The problem: In the rows below, swap every "instance" for "occurrence" and write the lines out again with nothing else altered, omitting the pictures.

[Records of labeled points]
-------
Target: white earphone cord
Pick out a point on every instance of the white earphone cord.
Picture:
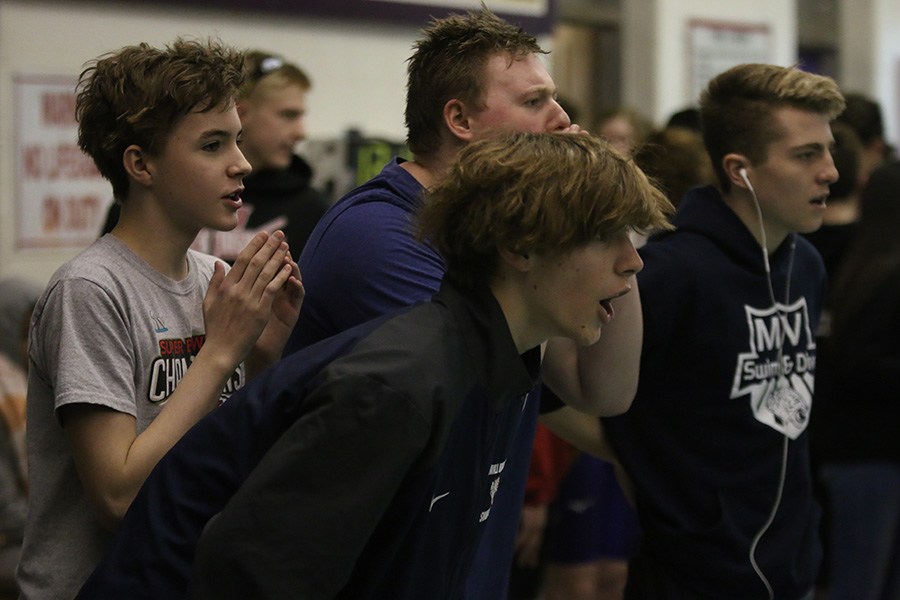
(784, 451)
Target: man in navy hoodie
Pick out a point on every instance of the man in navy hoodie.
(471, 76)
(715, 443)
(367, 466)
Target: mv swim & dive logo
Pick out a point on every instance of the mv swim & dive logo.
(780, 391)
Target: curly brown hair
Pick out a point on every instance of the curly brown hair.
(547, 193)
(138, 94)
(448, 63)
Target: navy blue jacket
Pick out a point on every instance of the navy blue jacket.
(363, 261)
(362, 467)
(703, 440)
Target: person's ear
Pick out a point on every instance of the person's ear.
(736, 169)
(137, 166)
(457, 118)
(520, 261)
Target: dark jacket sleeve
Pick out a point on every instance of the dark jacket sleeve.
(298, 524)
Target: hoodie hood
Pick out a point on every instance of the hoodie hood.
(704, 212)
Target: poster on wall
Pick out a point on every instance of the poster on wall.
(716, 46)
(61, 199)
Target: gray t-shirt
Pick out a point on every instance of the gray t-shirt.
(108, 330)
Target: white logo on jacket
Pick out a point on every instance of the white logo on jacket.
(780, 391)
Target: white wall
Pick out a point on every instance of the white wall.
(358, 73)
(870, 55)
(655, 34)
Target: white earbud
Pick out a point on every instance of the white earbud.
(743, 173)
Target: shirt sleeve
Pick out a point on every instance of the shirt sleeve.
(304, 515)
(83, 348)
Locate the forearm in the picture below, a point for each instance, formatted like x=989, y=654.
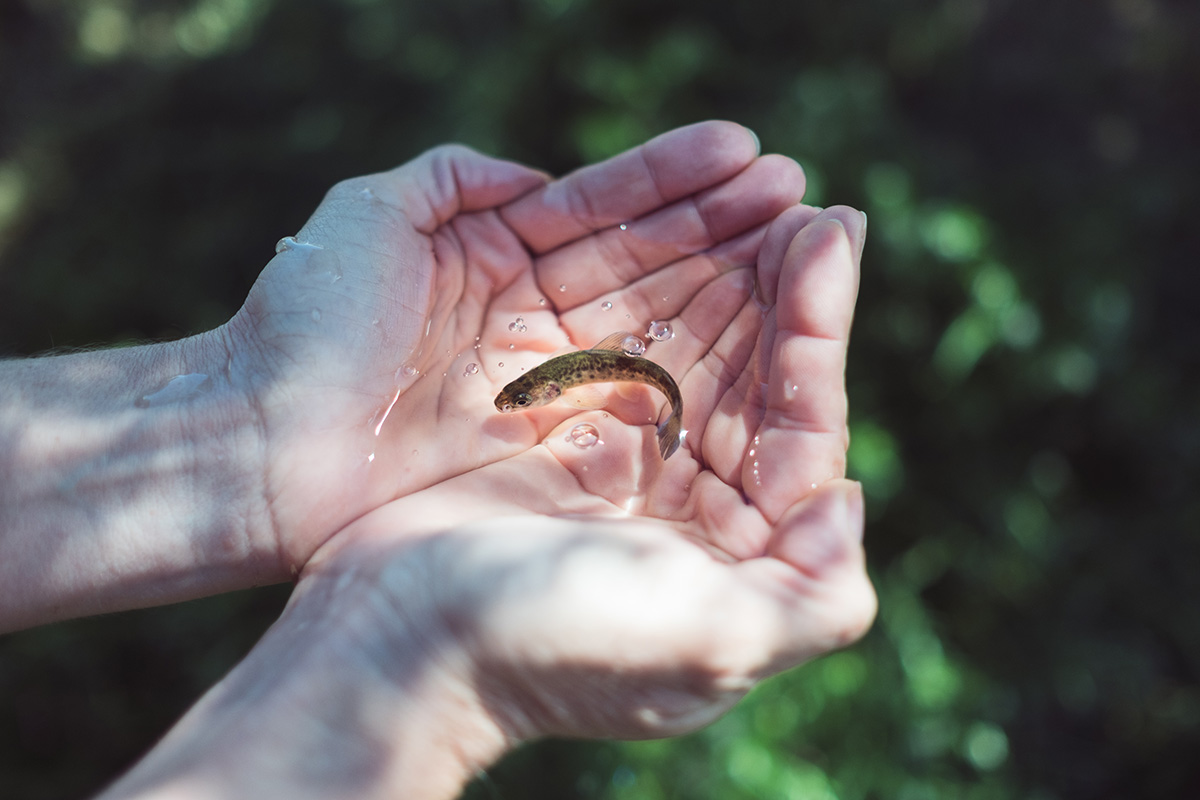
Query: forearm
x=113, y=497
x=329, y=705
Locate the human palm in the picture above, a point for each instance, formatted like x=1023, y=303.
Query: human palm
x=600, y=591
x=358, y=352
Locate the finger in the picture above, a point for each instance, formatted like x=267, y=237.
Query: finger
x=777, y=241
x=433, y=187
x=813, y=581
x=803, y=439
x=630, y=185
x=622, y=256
-------
Solution for this problem:
Target: white earphone cord
Pick out a point on every occurrence of the white earphone cord.
Picture:
(784, 451)
Target: man in navy hoodie
Pick out a point on every occurrence of the man in navy hoodie.
(471, 76)
(715, 443)
(367, 466)
Target: mv swim & dive logo
Pick out a point on every occurrence of the mv swim & dive logo.
(780, 391)
Target: curly brown hair
Pick out a point on every occurrence of the curly brown hair.
(547, 193)
(138, 94)
(448, 63)
Target: navy blue jacket
Pick out a point on every occurrence of the navy blue jacket.
(363, 261)
(362, 467)
(703, 440)
Target: person's ear
Pick out a point on every occurrence of the person's ear.
(736, 169)
(137, 166)
(457, 118)
(520, 261)
Target: dark jacket sleeve
Pick out a point on every occurrence of the dark jacket sleeve.
(298, 524)
Target: hoodie hood
Pick out a point on every occurrence of the hoodie hood.
(704, 212)
Target: poster on wall
Pick out a point on every occurrence of the poster on wall.
(716, 46)
(61, 199)
Target: gray t-shirt
Pick out a point on every occurrence of the gray t-shirt.
(108, 330)
Target: white logo on jacket
Pick out a point on every occurrence of the white logo on jacket.
(780, 391)
Target: white wall
Pick out a point on every occurrence of the white wall.
(358, 73)
(870, 55)
(655, 34)
Target: white earbud
Pick out a point on every occurrence of the white earbud.
(743, 173)
Target: shirt sleeve
Pick out a point on every occurrence of the shirt sleeve.
(304, 515)
(83, 348)
Locate the forearm in the picture below, a point for each occurrence, formatted like x=989, y=654.
Query: forearm
x=113, y=497
x=329, y=705
Locate the human palm in the picture above, a point for each occurrence, formatted like x=1023, y=303.
Query: human palm
x=600, y=591
x=358, y=352
Locate the finger in the picture above, a point for each occurrence, formatted like x=267, y=237.
Query: finger
x=777, y=241
x=433, y=187
x=813, y=581
x=803, y=439
x=630, y=185
x=622, y=256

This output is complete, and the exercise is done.